▸ WORK INSTRUCTIONS
Can you retype only the lines from the one with "Please pin the potted" through the final line of the material, exactly as given?

[Photo object pointing records]
»»

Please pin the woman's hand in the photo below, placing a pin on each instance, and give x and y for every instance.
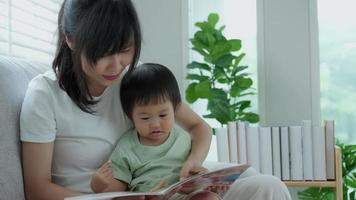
(102, 177)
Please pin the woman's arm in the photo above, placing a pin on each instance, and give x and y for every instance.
(201, 137)
(36, 165)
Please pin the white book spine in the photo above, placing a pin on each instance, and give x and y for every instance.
(319, 168)
(276, 152)
(296, 154)
(241, 138)
(253, 148)
(232, 133)
(307, 150)
(265, 150)
(330, 145)
(222, 144)
(285, 153)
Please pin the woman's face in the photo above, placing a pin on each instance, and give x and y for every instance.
(107, 70)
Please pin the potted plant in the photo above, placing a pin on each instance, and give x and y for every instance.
(220, 78)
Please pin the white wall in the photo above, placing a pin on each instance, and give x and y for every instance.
(288, 66)
(164, 26)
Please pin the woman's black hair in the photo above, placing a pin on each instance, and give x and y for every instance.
(146, 84)
(96, 28)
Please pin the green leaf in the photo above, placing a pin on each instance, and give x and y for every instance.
(240, 85)
(237, 69)
(201, 38)
(203, 89)
(197, 65)
(225, 61)
(219, 106)
(200, 51)
(190, 95)
(250, 117)
(220, 48)
(244, 104)
(235, 44)
(213, 19)
(197, 77)
(218, 72)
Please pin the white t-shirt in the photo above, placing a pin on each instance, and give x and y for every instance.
(82, 141)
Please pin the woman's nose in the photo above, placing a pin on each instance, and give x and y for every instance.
(116, 62)
(154, 123)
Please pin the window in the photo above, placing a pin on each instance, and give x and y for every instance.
(337, 40)
(240, 19)
(28, 27)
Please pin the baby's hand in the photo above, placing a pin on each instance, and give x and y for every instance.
(191, 168)
(101, 178)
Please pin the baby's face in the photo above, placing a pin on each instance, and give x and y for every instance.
(153, 122)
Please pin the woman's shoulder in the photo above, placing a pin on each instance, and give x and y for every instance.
(47, 79)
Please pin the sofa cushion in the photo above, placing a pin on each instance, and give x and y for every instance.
(14, 77)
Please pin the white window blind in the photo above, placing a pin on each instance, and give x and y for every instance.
(28, 28)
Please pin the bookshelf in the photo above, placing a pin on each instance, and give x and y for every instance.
(337, 183)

««

▸ ANSWER BELOW
Please pin the potted plant in the photo above, placing a pin on each instance, and give x and y for every instance.
(220, 78)
Please pin the white wall in the photo above, placing a pin on each instance, and give x and y for every instance.
(288, 66)
(164, 26)
Please pin the woman's black hair in the photo above, placing a pin on each instance, and give x and y for every instance.
(146, 84)
(96, 28)
Please pin the green leaf in the photo above, placing a pin on each instance, and give x and y for every instance.
(240, 85)
(237, 69)
(201, 38)
(203, 89)
(197, 65)
(225, 61)
(219, 106)
(200, 51)
(190, 95)
(250, 117)
(220, 48)
(244, 104)
(235, 44)
(213, 19)
(197, 77)
(218, 72)
Please pin the white t-shirt in the photo above, placing a pin on each instance, and give x and y for every instance.
(82, 141)
Please pin the woman's nose in the photo above, placing a pin on each instance, and give x and y for every instance.
(116, 62)
(154, 123)
Please pin the window in the photo above, placing a pin on each instance, and give x and y for every instance.
(337, 40)
(240, 19)
(28, 27)
Please pin the baby's hand in the photo above, placing a pin on each instance, and give x and y for every instance.
(191, 168)
(101, 178)
Please pin the baby's face in the photo above, placing a pin on each instance, and give x and y for every instance.
(153, 122)
Please pin the woman's shoulder in the photo above, placing a pin on each instance, and give x and y for every instance.
(47, 79)
Please pin the sofa cushion in the photo above, placing a pin on each instance, and give x and y for every instance.
(14, 77)
Please pin the white window blind in the photo above, placing a pin on each instance, and give x and y for every instance.
(28, 28)
Please pin the bookshelf in the photo above, placing a pin on each instance, and give x and y for every instance.
(337, 183)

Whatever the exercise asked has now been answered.